TEXT UNDER STUDY
□ □ □ □ □ □ □

Remove the last few bases from fasta sequences
2
1
Entering edit mode
7.4 years ago
jjrin ▴ 40

Hello

I was looking through my created fasta files and realized that the number of bases are consistently 6 above the number that it should be according to the coordinates. I am not a strong scripter so how would I remove the last 6 bases from every sequence in my fasta file? Note: each line in the sequence is on a new line so I can't just remove 6 from the end of every other, I would need to iterate through it as a fasta file format.

>gene1
CACTGATTTGAGTTTTTTTCATAAATCAGAAACCGTTTGAATTATAAAAA
AAAAAACCTCACACAGCTCAAACTCAACCTCTGAAAAATAACCCCCAAAG
TGTAGCACTTCTAGCCCAATTCTTTAAACTTTGGTTGAAGGCTTCTGCAT
AGAGACGCGGGAAAGACAGTTTTACTGTTTAGCACTCTATGGAGCAACAT
CTGTAGCAACACTACTGGGGGGCCAGCGCGAGTATATGGACACAAAACAT
CATGTAGTGTAGGATTTCTGAATAGCAATACACCCTTTGTGGTGATGTAA
CAATAAAGGAAAGGGCATATTTTTGATGATCATGAGGTGTAGCCCCT

I would like to remove "GCCCCT" from the end. This is a multifasta file so there are hundreds of similar cases within the same fasta file. Thank you!

RNA-Seq fasta • 6.4k views
ADD COMMENT
1
Entering edit mode

each line in the sequence is on a new line so I can't just remove 6 from the end of every other

You can linearize your fasta to make it a single line fasta instead of multi-line fasta.

ADD REPLY
1
Entering edit mode

This would be most trivial with a Biopython script. You should have a look at the tutorial and cookbook. Feel free to ask for help if you get stuck (but show us the code and what goes wrong). For sure there are also multiple other solutions.

ADD REPLY
0
Entering edit mode

I went over my data again and realized that it's not consistent with 6 bases being out of the coordinates but rather a certain number for each gene (that isn't consistent with all of the bases). How would I go about writing a script that determines how many should be in the sequence by subtracting these two coordinates and then splicing out any bases are past the threshold.

For example:

>MSTRG.5.1_Scaffold100_65415_65755_+
TATATTTATTAATTTATAAAAGTGTAATGATAACTACTTTTAAGACAGCT
GACACATTGTTTCATCCCTAGCATGGCAGGCCTAAGAGATATGTTCATCA
TGGGAAAGCTGTCCTCATTAGAGTCCCTCATCATACAGGAGAAGTCCCAC
ATCACACACACTATTCTTCCATTACTCACACGTCACATGAAGAAAACAGA
CCTGAAGGGTTCAGGACTGGACGTCCCTTGCTACCCATAAAAAATGAGGT
GAGCAAAGCAATTAGCATTTTGACCATCTATGGGAGTGACTAACTATAAG
AGTGACCATCTATAGGAGTGACCAACTATAAGAGTGATCAT

If you subtract 65755 and 65415 you get 340 but there are actually 346 bases here. How would I splice out bases based on the number from the coordinates.

□ □ □ □ □ □ □

MATERIAL SHOWN

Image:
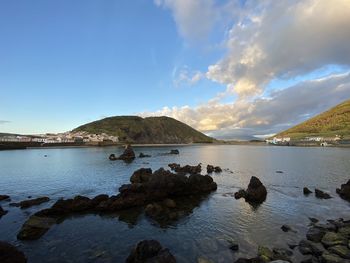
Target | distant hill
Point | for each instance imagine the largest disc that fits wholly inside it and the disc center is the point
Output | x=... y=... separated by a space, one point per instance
x=335 y=121
x=134 y=129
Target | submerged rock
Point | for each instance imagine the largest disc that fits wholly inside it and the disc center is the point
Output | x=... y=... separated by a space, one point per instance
x=10 y=254
x=4 y=197
x=306 y=191
x=31 y=202
x=249 y=260
x=150 y=251
x=210 y=168
x=187 y=169
x=174 y=151
x=142 y=155
x=128 y=155
x=322 y=195
x=315 y=234
x=2 y=212
x=217 y=169
x=112 y=157
x=255 y=193
x=307 y=247
x=141 y=175
x=286 y=228
x=344 y=191
x=332 y=239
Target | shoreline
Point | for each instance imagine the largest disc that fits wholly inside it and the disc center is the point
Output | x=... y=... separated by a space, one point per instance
x=15 y=146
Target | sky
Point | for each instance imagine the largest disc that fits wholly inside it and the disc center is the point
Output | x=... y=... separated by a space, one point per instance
x=232 y=69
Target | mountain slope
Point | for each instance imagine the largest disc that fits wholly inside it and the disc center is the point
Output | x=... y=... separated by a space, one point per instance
x=135 y=129
x=335 y=121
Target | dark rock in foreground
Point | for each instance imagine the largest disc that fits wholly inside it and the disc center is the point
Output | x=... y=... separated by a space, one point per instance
x=344 y=191
x=142 y=155
x=10 y=254
x=255 y=193
x=212 y=168
x=31 y=202
x=150 y=251
x=112 y=157
x=128 y=155
x=306 y=191
x=2 y=212
x=146 y=187
x=322 y=195
x=286 y=228
x=4 y=197
x=187 y=169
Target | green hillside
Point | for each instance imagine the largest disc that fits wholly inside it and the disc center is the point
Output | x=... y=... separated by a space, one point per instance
x=135 y=129
x=335 y=121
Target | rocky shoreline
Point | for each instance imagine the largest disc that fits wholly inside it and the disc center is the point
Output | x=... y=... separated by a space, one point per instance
x=166 y=196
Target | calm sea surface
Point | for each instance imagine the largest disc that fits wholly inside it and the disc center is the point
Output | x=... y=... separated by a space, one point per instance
x=203 y=232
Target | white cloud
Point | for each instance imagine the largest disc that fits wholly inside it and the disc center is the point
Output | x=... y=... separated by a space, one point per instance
x=194 y=18
x=281 y=110
x=283 y=39
x=187 y=77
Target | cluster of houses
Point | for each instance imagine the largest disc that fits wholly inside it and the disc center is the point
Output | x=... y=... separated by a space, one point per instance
x=278 y=140
x=67 y=137
x=316 y=139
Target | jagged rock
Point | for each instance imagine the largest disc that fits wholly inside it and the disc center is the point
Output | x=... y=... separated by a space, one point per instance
x=255 y=193
x=187 y=169
x=328 y=257
x=286 y=228
x=292 y=245
x=128 y=154
x=217 y=169
x=313 y=220
x=265 y=254
x=142 y=155
x=344 y=191
x=35 y=227
x=112 y=157
x=249 y=260
x=322 y=195
x=241 y=193
x=2 y=212
x=10 y=254
x=31 y=202
x=281 y=254
x=150 y=251
x=332 y=239
x=210 y=168
x=315 y=234
x=341 y=251
x=169 y=203
x=307 y=247
x=306 y=191
x=345 y=231
x=203 y=260
x=234 y=246
x=141 y=175
x=4 y=197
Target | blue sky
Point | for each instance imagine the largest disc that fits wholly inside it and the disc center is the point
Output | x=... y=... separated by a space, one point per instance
x=65 y=63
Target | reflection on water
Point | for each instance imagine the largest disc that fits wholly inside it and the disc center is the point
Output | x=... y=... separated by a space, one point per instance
x=208 y=225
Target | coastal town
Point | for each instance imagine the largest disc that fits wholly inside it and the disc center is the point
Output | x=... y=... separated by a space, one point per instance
x=309 y=141
x=80 y=137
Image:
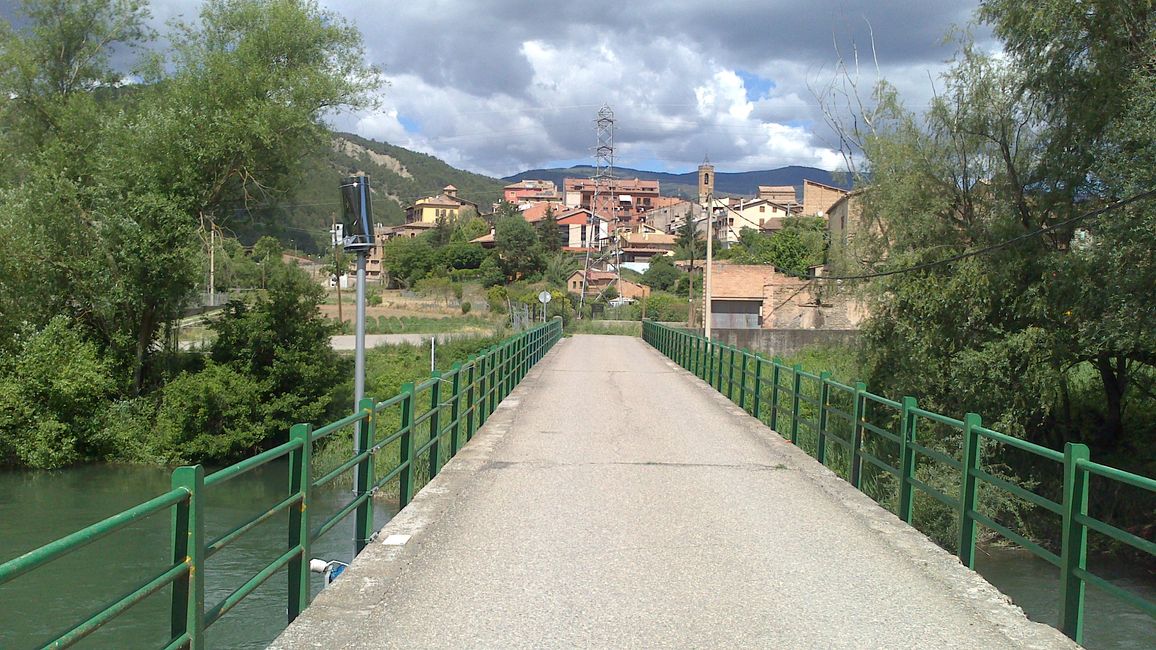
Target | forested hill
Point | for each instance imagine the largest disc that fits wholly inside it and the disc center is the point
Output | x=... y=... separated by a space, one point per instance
x=745 y=183
x=398 y=177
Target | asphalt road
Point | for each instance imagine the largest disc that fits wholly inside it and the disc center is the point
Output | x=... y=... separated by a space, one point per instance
x=349 y=341
x=615 y=501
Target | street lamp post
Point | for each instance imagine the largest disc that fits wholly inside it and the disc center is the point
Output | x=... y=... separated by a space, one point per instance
x=358 y=228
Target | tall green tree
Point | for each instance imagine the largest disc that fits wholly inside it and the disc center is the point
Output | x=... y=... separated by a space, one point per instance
x=548 y=233
x=119 y=185
x=1010 y=147
x=518 y=248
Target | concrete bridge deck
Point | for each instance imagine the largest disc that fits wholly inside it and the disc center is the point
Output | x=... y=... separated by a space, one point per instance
x=615 y=501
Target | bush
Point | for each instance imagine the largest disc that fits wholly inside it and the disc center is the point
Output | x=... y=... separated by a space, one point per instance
x=208 y=415
x=496 y=297
x=53 y=390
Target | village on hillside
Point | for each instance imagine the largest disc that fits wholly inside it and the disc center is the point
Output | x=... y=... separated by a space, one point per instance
x=625 y=223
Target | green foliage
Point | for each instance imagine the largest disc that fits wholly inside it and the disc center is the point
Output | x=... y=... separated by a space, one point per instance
x=272 y=367
x=209 y=415
x=496 y=297
x=469 y=229
x=558 y=268
x=799 y=245
x=439 y=288
x=548 y=233
x=459 y=256
x=408 y=259
x=661 y=275
x=53 y=390
x=109 y=193
x=517 y=245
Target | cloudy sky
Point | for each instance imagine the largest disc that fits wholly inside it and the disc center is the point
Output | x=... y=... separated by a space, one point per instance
x=502 y=86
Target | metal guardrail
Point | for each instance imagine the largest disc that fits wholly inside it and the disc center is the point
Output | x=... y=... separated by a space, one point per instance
x=783 y=396
x=452 y=405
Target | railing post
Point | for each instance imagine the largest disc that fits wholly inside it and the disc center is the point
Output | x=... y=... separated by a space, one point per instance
x=187 y=610
x=730 y=375
x=858 y=414
x=365 y=435
x=299 y=482
x=504 y=372
x=471 y=403
x=906 y=459
x=435 y=423
x=406 y=450
x=719 y=352
x=756 y=407
x=456 y=411
x=776 y=377
x=795 y=392
x=969 y=489
x=1074 y=541
x=742 y=379
x=490 y=393
x=824 y=394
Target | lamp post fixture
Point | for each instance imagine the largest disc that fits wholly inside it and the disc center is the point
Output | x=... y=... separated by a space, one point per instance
x=357 y=219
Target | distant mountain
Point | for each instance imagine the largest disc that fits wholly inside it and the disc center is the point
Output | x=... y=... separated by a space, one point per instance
x=743 y=183
x=398 y=177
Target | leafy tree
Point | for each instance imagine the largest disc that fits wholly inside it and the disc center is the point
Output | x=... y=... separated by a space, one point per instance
x=442 y=231
x=689 y=242
x=1008 y=148
x=116 y=185
x=281 y=342
x=517 y=245
x=408 y=259
x=53 y=389
x=469 y=229
x=460 y=255
x=548 y=233
x=661 y=275
x=491 y=272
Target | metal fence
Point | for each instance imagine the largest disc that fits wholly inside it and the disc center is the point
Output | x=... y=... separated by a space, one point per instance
x=435 y=418
x=847 y=428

□ □ □ □ □ □ □

TASK
Reproduce the forum thread between "I would like" and "of multi-line fasta.", inclusive, substituting "multi-record" for "multifasta". The rows come from a separate source.

RESULT FOR THIS TASK
I would like to remove "GCCCCT" from the end. This is a multi-record file so there are hundreds of similar cases within the same fasta file. Thank you!

RNA-Seq fasta • 6.4k views
ADD COMMENT
1
Entering edit mode

each line in the sequence is on a new line so I can't just remove 6 from the end of every other

You can linearize your fasta to make it a single line fasta instead of multi-line fasta.